■ EXERCISE TASK
Begin at the line that contains "Each instance of the child running" and repeat every line from there to the end of the records below, inclusive, without adding any other line.
--
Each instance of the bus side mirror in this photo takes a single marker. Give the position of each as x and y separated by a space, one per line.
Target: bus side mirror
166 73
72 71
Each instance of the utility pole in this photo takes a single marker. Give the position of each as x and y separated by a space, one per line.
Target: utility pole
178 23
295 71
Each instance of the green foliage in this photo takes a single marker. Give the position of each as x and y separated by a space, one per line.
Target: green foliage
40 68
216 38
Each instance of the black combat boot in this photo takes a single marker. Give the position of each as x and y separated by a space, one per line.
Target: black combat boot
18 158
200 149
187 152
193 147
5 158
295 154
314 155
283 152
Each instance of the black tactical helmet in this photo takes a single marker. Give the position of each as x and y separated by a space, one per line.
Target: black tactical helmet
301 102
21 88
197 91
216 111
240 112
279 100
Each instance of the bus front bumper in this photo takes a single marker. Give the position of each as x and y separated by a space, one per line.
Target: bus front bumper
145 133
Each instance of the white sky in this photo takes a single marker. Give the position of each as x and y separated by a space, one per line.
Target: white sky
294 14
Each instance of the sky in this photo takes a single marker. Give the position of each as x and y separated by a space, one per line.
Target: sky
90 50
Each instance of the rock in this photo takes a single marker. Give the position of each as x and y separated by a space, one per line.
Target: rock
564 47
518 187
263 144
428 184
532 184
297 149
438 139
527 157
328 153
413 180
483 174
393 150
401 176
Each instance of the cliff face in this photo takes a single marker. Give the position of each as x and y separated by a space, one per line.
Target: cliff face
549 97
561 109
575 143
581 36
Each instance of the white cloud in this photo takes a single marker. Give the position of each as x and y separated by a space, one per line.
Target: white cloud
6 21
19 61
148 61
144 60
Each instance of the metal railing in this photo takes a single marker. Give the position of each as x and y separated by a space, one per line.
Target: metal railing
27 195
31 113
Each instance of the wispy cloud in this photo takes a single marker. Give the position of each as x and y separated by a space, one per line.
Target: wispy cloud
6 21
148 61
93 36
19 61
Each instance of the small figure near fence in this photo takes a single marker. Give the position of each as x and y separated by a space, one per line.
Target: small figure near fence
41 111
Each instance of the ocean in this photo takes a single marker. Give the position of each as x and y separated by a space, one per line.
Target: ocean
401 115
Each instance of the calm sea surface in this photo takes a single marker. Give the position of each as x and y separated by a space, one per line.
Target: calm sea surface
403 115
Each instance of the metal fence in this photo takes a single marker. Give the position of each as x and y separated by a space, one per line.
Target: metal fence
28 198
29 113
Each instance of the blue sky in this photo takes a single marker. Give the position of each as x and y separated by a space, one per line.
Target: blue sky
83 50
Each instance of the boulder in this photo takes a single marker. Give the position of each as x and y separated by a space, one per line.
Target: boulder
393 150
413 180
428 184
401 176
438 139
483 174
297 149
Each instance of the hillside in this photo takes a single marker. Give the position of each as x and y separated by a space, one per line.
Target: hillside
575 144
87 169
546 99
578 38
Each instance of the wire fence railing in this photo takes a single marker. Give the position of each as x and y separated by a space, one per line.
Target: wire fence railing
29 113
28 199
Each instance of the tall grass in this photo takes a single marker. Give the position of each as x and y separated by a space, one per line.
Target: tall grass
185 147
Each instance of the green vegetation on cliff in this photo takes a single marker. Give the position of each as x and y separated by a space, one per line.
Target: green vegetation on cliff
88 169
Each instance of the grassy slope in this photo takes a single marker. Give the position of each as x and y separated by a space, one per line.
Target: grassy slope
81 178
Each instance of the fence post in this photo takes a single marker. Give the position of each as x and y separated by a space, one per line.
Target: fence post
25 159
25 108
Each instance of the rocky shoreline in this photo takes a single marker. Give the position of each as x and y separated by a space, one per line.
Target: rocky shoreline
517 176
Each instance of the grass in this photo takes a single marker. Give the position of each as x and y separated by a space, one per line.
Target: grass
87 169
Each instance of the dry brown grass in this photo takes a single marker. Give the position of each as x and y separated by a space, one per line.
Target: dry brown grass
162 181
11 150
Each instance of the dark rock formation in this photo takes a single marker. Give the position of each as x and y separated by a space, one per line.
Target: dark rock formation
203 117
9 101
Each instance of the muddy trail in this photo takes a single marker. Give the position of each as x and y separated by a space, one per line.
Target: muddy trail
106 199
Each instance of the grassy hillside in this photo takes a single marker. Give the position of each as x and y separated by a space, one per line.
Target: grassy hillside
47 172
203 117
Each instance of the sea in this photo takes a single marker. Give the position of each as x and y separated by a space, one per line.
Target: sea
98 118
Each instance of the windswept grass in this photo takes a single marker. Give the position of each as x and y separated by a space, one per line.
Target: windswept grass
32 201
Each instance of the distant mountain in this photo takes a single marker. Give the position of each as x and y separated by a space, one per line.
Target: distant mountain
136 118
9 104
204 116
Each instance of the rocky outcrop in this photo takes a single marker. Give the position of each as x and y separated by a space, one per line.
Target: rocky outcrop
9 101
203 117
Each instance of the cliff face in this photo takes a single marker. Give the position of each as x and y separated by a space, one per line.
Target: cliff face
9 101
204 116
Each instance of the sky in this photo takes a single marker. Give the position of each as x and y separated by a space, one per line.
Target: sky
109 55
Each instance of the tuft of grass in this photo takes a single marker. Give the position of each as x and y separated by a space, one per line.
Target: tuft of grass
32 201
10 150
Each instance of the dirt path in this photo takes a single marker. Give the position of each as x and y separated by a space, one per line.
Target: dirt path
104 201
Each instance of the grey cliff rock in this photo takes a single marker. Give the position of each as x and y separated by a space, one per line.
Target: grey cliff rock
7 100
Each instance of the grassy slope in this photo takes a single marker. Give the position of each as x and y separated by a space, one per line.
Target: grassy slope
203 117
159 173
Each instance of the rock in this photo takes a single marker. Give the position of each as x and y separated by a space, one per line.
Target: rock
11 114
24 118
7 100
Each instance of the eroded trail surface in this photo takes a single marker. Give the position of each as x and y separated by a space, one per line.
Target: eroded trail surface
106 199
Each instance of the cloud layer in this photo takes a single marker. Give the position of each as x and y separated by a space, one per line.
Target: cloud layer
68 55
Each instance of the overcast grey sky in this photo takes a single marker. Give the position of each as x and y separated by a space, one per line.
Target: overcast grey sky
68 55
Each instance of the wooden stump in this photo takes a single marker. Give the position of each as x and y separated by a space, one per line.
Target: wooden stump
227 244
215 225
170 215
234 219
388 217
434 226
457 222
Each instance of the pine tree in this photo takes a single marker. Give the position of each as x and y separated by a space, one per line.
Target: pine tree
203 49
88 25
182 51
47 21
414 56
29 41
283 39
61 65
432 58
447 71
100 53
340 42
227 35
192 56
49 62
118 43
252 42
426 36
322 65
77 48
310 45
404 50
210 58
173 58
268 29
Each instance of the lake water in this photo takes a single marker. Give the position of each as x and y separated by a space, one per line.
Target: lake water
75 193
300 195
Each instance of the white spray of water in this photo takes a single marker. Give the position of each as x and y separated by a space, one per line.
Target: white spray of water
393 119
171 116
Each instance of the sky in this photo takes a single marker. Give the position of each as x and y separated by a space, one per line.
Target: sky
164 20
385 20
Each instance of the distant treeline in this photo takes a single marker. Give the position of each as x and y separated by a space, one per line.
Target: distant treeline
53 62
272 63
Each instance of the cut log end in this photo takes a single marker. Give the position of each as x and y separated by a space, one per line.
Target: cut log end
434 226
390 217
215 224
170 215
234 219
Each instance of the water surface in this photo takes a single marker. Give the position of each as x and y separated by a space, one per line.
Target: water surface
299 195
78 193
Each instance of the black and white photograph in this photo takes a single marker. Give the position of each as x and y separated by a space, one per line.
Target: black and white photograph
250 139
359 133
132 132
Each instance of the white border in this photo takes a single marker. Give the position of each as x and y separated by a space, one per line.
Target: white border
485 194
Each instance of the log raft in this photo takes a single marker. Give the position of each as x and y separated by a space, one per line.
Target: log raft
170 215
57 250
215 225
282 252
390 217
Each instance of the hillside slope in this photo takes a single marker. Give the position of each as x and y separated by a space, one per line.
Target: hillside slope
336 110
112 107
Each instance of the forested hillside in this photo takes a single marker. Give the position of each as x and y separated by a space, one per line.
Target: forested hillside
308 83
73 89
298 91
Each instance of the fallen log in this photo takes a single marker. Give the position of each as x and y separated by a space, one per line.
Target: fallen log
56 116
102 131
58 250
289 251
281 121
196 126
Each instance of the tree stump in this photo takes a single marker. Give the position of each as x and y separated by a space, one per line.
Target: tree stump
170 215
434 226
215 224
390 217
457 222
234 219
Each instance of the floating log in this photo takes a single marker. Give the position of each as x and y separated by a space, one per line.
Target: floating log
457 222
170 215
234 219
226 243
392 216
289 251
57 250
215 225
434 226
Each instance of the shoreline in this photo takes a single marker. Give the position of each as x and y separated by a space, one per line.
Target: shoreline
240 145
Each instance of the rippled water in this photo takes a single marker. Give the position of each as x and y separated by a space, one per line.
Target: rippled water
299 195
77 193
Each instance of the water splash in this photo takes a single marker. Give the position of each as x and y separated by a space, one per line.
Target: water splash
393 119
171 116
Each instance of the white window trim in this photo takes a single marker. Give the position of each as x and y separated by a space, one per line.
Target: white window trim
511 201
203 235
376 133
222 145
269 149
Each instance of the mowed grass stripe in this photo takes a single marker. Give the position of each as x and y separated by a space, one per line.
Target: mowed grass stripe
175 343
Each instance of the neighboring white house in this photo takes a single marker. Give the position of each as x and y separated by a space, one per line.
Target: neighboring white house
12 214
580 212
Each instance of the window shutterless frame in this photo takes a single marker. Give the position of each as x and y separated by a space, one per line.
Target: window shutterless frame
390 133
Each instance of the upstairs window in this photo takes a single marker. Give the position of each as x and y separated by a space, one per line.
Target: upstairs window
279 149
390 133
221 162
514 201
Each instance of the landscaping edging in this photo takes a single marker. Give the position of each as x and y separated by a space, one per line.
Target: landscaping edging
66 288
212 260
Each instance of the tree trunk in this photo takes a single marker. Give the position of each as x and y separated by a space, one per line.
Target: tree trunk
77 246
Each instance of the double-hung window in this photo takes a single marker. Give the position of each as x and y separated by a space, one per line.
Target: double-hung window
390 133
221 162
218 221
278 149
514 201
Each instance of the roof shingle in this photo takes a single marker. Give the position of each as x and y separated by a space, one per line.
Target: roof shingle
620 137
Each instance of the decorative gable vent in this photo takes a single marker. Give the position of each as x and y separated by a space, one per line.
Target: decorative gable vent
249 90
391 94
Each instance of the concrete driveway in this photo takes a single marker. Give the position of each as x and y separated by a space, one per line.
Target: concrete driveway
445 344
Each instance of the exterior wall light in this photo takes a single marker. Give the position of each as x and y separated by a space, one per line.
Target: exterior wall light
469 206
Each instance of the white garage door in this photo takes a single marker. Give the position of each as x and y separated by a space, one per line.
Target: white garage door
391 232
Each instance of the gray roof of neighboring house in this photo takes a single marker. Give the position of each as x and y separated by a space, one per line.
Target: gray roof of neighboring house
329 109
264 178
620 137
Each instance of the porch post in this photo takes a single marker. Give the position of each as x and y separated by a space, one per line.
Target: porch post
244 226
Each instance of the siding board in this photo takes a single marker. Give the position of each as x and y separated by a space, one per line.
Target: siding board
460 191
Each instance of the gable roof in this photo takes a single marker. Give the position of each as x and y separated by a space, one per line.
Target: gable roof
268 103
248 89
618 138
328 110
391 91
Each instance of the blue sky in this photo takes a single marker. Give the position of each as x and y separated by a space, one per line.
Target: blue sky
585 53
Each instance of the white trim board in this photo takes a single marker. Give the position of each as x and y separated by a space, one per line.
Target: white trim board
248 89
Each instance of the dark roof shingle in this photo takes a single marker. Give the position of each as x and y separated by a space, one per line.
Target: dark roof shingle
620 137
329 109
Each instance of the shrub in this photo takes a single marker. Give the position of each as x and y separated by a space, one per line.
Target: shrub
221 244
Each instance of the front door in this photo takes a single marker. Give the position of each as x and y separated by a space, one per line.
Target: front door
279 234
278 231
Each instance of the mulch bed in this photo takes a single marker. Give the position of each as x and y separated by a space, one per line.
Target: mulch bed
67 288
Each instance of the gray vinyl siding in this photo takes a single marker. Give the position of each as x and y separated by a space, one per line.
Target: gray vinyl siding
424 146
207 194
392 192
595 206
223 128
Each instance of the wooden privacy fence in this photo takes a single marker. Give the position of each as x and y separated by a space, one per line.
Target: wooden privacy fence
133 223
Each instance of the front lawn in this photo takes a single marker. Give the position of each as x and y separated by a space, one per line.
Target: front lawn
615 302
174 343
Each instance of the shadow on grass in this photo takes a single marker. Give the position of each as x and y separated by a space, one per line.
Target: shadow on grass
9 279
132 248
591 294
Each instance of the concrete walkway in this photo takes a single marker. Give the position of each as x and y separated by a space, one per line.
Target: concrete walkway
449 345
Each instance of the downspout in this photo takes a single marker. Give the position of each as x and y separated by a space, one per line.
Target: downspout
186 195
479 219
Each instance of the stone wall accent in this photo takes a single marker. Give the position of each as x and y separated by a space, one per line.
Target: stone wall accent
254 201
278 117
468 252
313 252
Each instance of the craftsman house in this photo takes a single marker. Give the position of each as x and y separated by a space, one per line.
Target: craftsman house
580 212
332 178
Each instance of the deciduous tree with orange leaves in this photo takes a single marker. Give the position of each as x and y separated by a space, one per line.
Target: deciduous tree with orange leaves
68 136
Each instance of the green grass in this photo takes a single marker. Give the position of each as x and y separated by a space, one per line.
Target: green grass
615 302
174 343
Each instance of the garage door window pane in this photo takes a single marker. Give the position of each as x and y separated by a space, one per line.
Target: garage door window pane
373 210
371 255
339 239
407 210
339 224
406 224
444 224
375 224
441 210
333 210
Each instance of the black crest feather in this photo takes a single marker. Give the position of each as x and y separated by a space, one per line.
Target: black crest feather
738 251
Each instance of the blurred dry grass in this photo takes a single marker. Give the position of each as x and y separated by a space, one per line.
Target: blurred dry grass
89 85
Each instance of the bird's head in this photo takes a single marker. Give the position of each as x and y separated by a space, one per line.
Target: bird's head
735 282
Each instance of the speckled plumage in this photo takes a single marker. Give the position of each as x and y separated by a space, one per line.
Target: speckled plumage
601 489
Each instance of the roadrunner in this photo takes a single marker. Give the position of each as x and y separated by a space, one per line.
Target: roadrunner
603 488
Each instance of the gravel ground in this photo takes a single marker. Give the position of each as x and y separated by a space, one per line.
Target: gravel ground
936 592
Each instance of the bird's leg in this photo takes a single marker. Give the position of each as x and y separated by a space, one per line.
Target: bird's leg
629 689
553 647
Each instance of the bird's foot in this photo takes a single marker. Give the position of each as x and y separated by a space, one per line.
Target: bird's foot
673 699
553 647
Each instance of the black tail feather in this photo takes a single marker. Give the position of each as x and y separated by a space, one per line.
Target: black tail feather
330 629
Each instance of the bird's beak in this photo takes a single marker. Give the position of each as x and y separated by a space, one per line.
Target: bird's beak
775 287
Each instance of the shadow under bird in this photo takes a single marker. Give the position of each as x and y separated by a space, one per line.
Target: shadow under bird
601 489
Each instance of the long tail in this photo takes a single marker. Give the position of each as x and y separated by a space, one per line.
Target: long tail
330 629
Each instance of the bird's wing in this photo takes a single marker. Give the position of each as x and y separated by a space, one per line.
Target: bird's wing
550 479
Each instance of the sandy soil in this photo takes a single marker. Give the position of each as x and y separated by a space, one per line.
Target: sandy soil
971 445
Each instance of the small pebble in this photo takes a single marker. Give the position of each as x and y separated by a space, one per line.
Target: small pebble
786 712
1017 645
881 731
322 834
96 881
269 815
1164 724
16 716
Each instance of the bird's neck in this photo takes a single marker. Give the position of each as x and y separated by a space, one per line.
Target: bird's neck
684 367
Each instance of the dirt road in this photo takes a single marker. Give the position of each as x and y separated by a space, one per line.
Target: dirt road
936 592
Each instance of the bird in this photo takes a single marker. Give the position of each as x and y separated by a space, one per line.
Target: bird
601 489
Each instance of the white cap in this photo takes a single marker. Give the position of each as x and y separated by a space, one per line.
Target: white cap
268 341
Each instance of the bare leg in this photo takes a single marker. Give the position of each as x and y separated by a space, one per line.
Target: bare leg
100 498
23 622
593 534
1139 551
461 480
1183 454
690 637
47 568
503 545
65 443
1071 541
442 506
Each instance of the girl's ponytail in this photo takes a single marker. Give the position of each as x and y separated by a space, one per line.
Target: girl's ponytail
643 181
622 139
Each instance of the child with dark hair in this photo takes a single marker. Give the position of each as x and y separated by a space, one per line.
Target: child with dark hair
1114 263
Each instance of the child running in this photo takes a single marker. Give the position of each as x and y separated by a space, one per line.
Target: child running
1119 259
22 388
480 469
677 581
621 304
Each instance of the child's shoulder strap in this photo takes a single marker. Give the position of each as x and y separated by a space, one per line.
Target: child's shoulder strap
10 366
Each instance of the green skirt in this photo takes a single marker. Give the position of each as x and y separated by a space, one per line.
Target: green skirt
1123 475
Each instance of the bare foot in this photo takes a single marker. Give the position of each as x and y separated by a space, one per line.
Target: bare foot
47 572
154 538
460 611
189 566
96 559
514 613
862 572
--
■ OUTPUT FOR THIS EXERCISE
Each instance of the child running in this photo takes a single marker. Give the position of each as x and y separated by a space, one per line.
Target: child running
1119 259
22 388
480 469
677 581
621 304
Each instance of the child's shoulder strap in this photo takes a single marker. Give the position of each as x and y separated by a space, one per line.
Target: child's shoulder strap
10 366
Each instance of the green skirt in this photo takes a single marker. Give the position of each as x and y separated by a space, one per line.
Target: green skirt
1123 475
Each instance of the bare foot in this photo takes a single marker. Give the position of each as x and y separated by a space, one per line.
Target: bare foot
47 572
154 538
460 611
189 566
96 559
514 613
862 572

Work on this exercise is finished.